Filter this data down to the lines that hold "instance", and copy them.

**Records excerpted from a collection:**
Start of Block
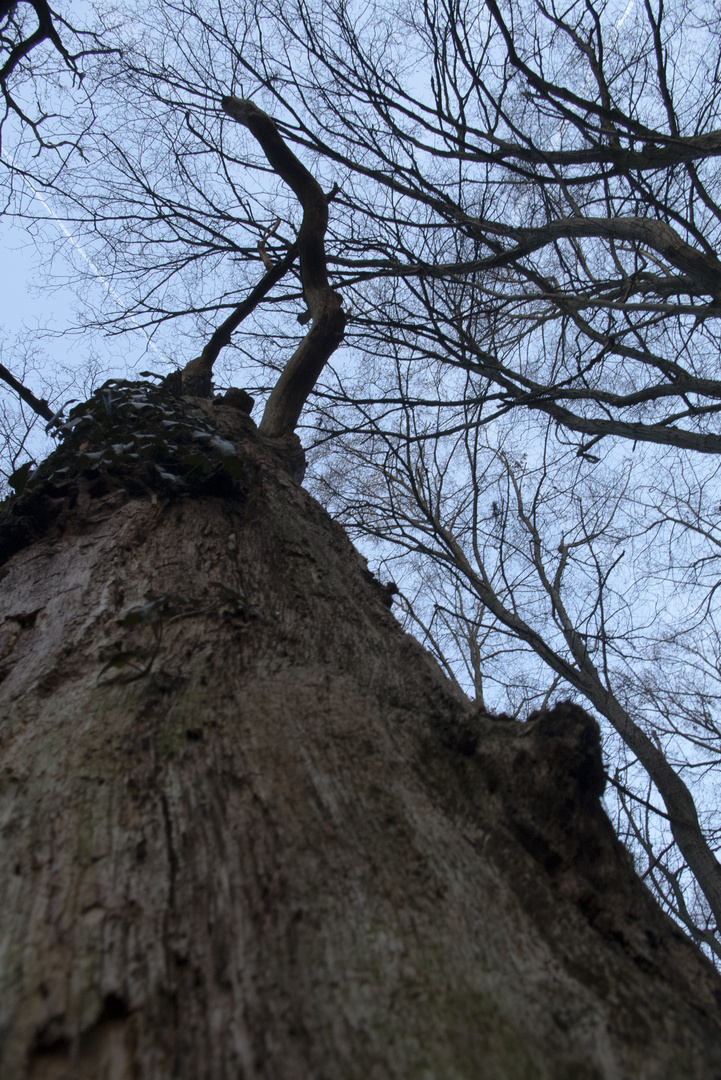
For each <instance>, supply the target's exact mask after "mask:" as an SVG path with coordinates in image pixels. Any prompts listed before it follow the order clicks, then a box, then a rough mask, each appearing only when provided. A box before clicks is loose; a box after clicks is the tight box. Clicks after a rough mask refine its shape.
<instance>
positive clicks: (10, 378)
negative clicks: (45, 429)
mask: <svg viewBox="0 0 721 1080" xmlns="http://www.w3.org/2000/svg"><path fill="white" fill-rule="evenodd" d="M0 379H2V380H3V382H6V383H8V386H9V387H12V388H13V390H14V391H15V393H16V394H19V396H21V397H22V399H23V401H24V402H25V403H26V405H29V406H30V408H31V409H33V411H36V413H37V414H38V416H41V417H42V418H43V420H46V421H47V422H49V423H50V421H51V420H52V419H53V410H52V408H51V407H50V405H49V404H47V402H46V401H45V400H44V399H42V400H41V399H40V397H36V395H35V394H33V393H32V391H31V390H28V388H27V387H24V386H23V383H22V382H18V380H17V379H16V378H15V376H14V375H11V373H10V372H9V370H8V368H6V367H5V366H4V365H3V364H0Z"/></svg>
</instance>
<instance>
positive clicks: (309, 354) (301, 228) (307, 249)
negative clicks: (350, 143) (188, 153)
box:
End of Block
**TASK SOLUTION:**
For each <instance>, supply the target's exact mask after "mask:" as an SVG path with coordinates in image pixels. Any prompts listed before it follow the order clicks, then a box, then a rough mask, each appearing only when provided. A box before clicks is loose; a box after clicks is the tight box. Clicks after a rough mask refine its shape.
<instance>
</instance>
<instance>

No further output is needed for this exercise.